## EXERCISE INSTRUCTIONS
Pick out every line in the records that contains the string "draw" with matching capitalization, and copy each such line.

* begin EXTRACTED DATA *

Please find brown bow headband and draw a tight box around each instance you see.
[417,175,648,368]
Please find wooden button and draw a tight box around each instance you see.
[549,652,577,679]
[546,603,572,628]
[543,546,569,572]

* end EXTRACTED DATA *

## ANSWER TO THIS EXERCISE
Please find brown bow headband and draw a tight box around each instance you see.
Please find wooden button and draw a tight box around each instance you see.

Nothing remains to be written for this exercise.